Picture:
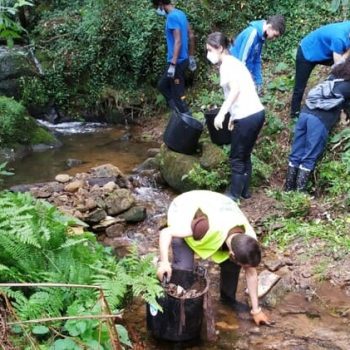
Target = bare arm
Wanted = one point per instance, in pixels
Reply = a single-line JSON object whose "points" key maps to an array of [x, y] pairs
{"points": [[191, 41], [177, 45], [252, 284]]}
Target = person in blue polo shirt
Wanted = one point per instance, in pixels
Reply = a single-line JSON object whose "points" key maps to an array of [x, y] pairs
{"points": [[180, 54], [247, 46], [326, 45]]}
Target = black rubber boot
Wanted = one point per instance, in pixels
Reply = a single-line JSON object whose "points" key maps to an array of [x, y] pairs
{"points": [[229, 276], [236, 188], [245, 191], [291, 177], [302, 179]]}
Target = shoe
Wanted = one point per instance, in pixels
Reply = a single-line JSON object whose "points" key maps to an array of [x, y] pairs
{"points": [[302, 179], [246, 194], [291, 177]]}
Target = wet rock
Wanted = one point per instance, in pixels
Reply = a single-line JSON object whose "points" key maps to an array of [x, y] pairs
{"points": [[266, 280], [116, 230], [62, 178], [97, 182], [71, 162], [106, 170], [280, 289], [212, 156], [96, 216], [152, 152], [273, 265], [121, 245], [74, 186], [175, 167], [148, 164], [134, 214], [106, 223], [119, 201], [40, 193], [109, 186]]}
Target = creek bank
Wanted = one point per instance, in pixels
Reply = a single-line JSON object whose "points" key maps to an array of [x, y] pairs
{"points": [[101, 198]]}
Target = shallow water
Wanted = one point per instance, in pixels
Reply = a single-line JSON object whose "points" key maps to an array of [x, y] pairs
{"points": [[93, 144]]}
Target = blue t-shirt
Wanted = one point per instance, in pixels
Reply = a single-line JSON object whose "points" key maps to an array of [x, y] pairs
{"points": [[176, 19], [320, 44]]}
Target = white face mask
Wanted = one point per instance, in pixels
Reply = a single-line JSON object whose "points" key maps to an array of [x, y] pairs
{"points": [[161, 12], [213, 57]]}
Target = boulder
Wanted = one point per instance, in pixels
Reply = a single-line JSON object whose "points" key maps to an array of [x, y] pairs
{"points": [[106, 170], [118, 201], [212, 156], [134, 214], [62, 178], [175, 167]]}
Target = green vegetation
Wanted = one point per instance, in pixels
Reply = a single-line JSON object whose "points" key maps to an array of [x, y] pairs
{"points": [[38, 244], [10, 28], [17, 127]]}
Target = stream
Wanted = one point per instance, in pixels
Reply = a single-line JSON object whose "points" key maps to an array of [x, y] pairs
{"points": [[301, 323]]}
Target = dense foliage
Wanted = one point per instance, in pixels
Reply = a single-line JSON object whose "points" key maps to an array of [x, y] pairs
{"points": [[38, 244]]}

============================================================

**Your instructions:** Please return every line from the material above where the string "shirt" occurs.

**Reply to the task:**
Target = person in blue polo shirt
Target = blue t-shirt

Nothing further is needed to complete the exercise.